##### Text section
I’m still fully in my Keke Palmer fan phase—if it will ever end—and this interview is a long time coming. 16 years after working together on Akeelah and the Bee Palmer, who played the titular character, and her onscreen mother, Angela Bassett reunited! The interview starts with Palmer doing her famous impression of Bassett from The Jacksons: An American Dream. There is so much care, love, and respect between these two actors throughout the interview—it is obvious how much of an impression Bassett has made on Keke since before they even worked together, and how proud Bassett is of the person Keke and Oscar nominated actress she has grown into.
Growing up I wanted to be a marine biologist and study beluga whales. I never wanted to study the ones in Alaska, however, as I was always fascinated by the population in the St. Lawrence estuary.
In northwest Alaska, belugas whales are disappearing. Over the past 50 years, “even after hunting has ceased in some places, stresses such as climate change, increased ship traffic, and chemical pollutants are a gathering storm that threatens to finish the job.” Belugas are incredibly social creatures, and pass knowledge and cultural traditions through generations. “With climate change and other human activities reshaping the world at an alarming rate, belugas will likely have to rely on innovative cultural practices to adapt — genetic adaptation is simply too slow to keep up.”
##########
Task details: Extend the text about the Keke Palmer interview and beluga whales, starting after its final sentence.
##### Data listing
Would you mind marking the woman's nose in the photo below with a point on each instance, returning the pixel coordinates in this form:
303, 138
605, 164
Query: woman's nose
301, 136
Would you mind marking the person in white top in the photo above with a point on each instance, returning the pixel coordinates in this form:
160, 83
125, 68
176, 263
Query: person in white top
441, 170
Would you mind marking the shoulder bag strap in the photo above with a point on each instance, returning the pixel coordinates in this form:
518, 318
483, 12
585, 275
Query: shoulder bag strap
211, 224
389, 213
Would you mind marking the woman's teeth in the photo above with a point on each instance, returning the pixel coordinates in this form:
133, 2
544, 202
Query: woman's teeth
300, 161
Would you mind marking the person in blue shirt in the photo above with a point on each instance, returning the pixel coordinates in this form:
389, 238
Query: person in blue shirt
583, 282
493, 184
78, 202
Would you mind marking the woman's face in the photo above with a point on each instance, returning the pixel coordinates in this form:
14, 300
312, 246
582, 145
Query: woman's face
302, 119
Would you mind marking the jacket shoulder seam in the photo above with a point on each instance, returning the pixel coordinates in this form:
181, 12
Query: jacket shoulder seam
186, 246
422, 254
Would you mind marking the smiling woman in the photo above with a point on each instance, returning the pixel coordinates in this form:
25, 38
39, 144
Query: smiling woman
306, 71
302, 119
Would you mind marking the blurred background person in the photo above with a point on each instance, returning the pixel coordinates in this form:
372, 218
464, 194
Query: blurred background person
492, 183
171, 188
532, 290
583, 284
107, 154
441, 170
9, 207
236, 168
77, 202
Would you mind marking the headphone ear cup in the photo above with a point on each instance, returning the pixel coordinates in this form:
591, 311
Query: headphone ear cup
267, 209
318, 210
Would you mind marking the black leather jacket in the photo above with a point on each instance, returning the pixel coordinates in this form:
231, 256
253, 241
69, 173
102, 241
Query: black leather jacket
##########
Response area:
The declining population of whales is also impacting the Indegenous cultures that have survived on the animals for thousands of years—there simply are not enough to hunt anymore. “Continuing to hunt belugas may hurt the whales’ chance of rebounding, but if Indigenous groups give up the practice, they could lose knowledge that’s helped sustain them in the Arctic.”
This audio clip of JLo rehearsing for a Grammy Award show tribute to Whintey Houston has been circulating online. Now, I don’t know who had the idea to let JLo pay homage to Whitney in the first place, but this clip is painful. As @kneezurr said “THIS IS A HATE CRIME AGAINST MY EARS.” TBH, I don’t know if she is actually going to perform at the Grammys. Either way, she sounds horrible, and there are plenty of other singers—Black singers—that have the talent, the skill, and the range to pay homage and respect Whitney’s legacy. JLo isn’t it.
Anna Weyant has been all over the New York art world this season. Her debut with Gagosian opened this fall at their Upper East Side space to lackluster reviews with Alex Greenberger of ARTnews writing “Weyant’s Gagosian debut is a sedate affair. It’s also, for the most part, a rather boring one—neither the grand show Gagosian has been hyping nor the flop people jeering from the sidelines were awaiting. Setting aside the gossip about romantic entanglements and ‘revenge consignments,’ this is just another market-ready figurative painting show in New York by a young painter.” The paintings are rather mid.
In addition to the show, Weyant, who is under 30, also churned the art world gossip mill due to her personal relationship with Larry Gagosian, owner of Gagosian Gallery. Much of the comments about their relationship are tinged with misogyny—something Weyant addressed in her brief bio posted here. There wasn’t a source commented for this bio, so I’m not sure where it is from, but it is funny.